LESETEXT –
------
Familie und Top-Job laut Indra Nooyi

Britta Kuhn

Die Ex-PepsiCo-Chefin reflektiert ihren interessanten Werdegang.[1] Ein Vorbild für berufstätige Mütter in Deutschland?

Erste „woman of color“ an der Spitze eines Fortune-50-Unternehmens

Die gebürtige Inderin war 2006 nicht nur die erste „Person of Color“, die einen Weltkonzern führte. Sie war bzw. ist zusätzlich eine verheiratete Mutter. Ihr Buch schildert, wie es dazu kam: Nooyi wuchs im südindischen Chennai als Brahmanin auf. Vor der offiziellen Abschaffung des indischen Kastensystems stellten Brahmanen die Gelehrten. Die Autorin wurde in diesem Geist erzogen: Bildung stellte in ihrer Familie das höchste Ziel dar und sie gab offensichtlich schon alles Kind alles, um die Erwartungen zu erfüllen. Die Kombination aus „Zugang zu den besten Bildungseinrichtungen“, offensichtlicher Intelligenz und maximalem Fleiß führten Nooyi vom Madras Christian College ihrer Heimatstadt über das Indian Institute of Management in Kolkata an die Yale School of Management. Die 1955 Geborene folgte mit ihrem Wechsel von Indien in die USA dem Rat ihr verbundener Ex-Kommilitonen und weiterer Männer, die ihre Karriere förderten. Sie betont immer wieder, dass ihr beruflicher Aufstieg in einer reinen Männerwelt stattfand, sich die Verhältnisse aber seither zugunsten von Frauen verändert hätten. Ausführlich schildert sie jede ihrer zahlreichen beruflichen Stationen, u.a. bei der Boston Consulting Group (BCG), Motorola und Asea Brown Boveri (ABB). PepsiCo-CEO blieb sie rund zwölf Jahre lang und transformierte den Konzern nach eigen Angaben nachhaltig. Diese PepsiCo-Jahre nehmen im Buch viel Raum ein.
------
EINTRÄGE –
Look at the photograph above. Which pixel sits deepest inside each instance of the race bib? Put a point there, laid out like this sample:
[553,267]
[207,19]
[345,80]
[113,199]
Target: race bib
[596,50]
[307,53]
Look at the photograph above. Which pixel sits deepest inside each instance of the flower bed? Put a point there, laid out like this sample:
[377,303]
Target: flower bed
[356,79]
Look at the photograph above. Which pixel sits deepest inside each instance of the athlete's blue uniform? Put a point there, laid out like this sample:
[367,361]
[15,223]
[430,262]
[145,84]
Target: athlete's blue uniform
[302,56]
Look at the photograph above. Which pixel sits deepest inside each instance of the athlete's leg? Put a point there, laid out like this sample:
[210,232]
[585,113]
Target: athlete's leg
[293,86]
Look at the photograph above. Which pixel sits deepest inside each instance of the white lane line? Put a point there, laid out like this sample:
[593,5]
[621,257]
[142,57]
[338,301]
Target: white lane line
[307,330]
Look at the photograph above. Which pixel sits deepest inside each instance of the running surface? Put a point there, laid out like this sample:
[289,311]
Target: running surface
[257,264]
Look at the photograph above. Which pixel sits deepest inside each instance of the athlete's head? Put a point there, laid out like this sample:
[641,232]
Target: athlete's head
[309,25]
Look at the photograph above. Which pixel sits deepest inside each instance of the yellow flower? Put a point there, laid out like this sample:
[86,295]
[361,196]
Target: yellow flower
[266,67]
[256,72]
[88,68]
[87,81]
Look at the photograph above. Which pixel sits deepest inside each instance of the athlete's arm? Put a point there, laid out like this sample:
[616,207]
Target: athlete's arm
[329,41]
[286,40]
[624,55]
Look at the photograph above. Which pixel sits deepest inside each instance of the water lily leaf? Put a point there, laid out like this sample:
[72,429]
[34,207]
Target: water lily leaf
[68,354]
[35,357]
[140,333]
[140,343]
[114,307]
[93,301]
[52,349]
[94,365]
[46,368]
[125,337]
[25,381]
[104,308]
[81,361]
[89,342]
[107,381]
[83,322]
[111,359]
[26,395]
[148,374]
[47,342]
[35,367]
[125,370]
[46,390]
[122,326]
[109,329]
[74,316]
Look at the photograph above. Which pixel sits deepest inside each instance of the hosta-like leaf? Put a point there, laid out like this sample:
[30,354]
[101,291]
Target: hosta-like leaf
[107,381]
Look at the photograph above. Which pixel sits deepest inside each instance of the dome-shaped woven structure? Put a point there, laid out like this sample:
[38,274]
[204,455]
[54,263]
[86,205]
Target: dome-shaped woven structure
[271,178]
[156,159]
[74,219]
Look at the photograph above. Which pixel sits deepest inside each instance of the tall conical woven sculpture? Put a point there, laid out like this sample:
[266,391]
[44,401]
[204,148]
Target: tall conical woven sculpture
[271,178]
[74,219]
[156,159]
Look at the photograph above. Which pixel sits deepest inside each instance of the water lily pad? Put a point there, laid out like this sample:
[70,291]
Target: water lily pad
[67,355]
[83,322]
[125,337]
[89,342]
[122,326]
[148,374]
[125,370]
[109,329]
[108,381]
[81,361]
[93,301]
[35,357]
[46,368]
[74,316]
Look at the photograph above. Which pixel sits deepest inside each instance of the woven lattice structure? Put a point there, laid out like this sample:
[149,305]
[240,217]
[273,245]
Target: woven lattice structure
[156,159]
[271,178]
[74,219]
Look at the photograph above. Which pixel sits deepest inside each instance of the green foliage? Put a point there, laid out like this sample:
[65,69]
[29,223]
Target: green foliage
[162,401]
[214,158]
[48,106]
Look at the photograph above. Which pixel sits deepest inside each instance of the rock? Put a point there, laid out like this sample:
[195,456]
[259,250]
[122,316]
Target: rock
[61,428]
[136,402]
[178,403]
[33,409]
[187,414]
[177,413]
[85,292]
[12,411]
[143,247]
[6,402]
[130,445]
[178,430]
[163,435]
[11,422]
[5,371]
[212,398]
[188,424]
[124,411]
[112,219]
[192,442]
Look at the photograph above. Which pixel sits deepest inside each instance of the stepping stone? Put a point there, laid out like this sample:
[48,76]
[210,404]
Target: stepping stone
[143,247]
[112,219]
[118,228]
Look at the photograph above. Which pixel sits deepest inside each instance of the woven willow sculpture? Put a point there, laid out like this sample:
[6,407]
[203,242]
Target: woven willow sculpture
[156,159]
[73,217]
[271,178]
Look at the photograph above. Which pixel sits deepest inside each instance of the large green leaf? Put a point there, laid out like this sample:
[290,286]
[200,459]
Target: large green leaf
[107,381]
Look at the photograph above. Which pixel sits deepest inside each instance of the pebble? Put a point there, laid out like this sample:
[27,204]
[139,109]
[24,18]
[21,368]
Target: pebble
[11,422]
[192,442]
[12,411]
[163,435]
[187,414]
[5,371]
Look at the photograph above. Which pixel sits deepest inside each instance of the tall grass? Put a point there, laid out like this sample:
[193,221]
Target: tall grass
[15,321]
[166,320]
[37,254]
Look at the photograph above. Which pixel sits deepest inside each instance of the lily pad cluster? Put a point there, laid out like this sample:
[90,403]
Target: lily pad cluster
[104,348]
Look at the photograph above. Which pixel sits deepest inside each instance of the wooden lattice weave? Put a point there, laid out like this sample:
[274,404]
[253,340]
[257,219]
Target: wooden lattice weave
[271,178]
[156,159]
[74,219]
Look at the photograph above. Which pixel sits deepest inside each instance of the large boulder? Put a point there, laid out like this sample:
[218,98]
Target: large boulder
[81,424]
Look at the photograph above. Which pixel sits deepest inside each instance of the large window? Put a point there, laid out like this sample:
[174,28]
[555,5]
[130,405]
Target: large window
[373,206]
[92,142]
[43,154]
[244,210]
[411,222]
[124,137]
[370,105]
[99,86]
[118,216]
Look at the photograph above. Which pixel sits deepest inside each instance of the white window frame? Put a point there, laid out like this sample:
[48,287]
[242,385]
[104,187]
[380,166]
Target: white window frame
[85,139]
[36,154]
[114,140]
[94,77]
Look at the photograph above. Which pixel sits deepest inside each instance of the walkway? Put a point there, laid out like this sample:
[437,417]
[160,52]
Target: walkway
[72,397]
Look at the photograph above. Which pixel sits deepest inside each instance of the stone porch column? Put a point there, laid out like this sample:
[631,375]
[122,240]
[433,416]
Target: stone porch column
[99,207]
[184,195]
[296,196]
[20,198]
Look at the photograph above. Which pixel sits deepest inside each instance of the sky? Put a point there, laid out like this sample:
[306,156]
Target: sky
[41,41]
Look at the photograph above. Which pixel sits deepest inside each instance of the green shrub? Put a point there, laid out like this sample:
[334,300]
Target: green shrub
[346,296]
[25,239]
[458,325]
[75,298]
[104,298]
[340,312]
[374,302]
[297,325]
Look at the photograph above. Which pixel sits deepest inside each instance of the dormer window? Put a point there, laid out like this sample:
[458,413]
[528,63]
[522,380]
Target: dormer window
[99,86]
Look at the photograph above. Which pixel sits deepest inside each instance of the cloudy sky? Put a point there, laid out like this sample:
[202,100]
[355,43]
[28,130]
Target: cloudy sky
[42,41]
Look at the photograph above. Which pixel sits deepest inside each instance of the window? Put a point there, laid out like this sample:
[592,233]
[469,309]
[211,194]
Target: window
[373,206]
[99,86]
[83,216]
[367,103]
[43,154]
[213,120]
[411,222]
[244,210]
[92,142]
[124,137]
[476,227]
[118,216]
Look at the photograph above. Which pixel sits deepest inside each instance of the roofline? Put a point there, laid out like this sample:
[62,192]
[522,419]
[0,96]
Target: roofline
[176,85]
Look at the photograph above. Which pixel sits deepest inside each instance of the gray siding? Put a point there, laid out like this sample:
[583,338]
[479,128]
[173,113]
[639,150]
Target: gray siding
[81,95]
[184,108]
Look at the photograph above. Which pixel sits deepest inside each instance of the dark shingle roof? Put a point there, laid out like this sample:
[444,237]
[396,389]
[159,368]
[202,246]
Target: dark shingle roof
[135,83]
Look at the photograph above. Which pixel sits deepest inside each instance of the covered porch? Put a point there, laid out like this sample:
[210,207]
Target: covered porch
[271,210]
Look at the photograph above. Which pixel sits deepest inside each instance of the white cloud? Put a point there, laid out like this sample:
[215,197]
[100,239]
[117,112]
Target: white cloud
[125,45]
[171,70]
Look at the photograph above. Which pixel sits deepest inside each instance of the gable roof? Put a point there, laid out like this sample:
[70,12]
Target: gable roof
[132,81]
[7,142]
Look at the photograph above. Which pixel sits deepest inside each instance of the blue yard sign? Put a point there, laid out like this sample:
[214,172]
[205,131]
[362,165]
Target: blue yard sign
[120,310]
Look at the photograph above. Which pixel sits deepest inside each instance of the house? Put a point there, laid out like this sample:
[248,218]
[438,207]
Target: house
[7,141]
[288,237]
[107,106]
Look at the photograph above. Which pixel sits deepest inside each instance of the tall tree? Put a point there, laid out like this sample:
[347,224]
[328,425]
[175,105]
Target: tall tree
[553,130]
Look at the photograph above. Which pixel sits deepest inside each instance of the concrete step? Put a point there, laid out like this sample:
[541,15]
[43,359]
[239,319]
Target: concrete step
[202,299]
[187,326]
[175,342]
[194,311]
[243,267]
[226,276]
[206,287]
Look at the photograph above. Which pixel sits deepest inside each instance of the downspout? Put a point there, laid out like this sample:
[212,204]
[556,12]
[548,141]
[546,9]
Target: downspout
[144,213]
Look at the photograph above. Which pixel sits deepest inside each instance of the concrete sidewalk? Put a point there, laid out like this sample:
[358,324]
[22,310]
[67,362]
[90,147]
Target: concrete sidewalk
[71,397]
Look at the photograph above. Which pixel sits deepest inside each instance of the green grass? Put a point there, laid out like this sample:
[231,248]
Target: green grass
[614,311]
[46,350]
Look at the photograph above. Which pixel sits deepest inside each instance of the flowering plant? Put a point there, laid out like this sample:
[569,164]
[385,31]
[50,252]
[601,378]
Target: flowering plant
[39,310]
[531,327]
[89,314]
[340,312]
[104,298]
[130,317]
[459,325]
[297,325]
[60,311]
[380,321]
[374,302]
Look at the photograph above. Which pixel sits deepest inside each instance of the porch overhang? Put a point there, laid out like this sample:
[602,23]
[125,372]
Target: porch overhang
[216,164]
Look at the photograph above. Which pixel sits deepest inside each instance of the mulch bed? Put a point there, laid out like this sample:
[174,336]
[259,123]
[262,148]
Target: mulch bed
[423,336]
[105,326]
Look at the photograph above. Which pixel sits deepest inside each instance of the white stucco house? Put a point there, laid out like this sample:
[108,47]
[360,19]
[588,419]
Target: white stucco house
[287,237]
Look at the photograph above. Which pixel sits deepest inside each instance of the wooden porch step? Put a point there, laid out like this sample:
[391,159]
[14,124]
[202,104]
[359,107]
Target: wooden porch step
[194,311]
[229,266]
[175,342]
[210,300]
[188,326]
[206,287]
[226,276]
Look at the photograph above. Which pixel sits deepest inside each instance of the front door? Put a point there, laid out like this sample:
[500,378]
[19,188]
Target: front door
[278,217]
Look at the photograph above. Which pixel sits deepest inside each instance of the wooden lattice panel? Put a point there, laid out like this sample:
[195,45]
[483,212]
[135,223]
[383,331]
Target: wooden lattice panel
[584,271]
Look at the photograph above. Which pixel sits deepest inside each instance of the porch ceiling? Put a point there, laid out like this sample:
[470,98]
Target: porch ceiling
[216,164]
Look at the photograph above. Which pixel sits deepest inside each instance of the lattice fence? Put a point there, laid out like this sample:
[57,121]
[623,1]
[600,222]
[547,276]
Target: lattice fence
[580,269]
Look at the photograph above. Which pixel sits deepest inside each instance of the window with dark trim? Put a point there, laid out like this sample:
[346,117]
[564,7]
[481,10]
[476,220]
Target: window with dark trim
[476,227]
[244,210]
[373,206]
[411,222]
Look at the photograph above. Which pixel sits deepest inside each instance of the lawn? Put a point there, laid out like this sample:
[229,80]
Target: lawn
------
AUFGABE – Wie lautet der Lesetext von „Familie und Top-Job“ bis einschließlich „für berufstätige Mütter in Deutschland?“, wenn man „Werdegang“ durch „Lebensweg“ ersetzt? Die Einträge haben mit dem Lesetext nichts zu tun.

ERGEBNIS –
Familie und Top-Job laut Indra Nooyi

Britta Kuhn

Die Ex-PepsiCo-Chefin reflektiert ihren interessanten Lebensweg.[1] Ein Vorbild für berufstätige Mütter in Deutschland?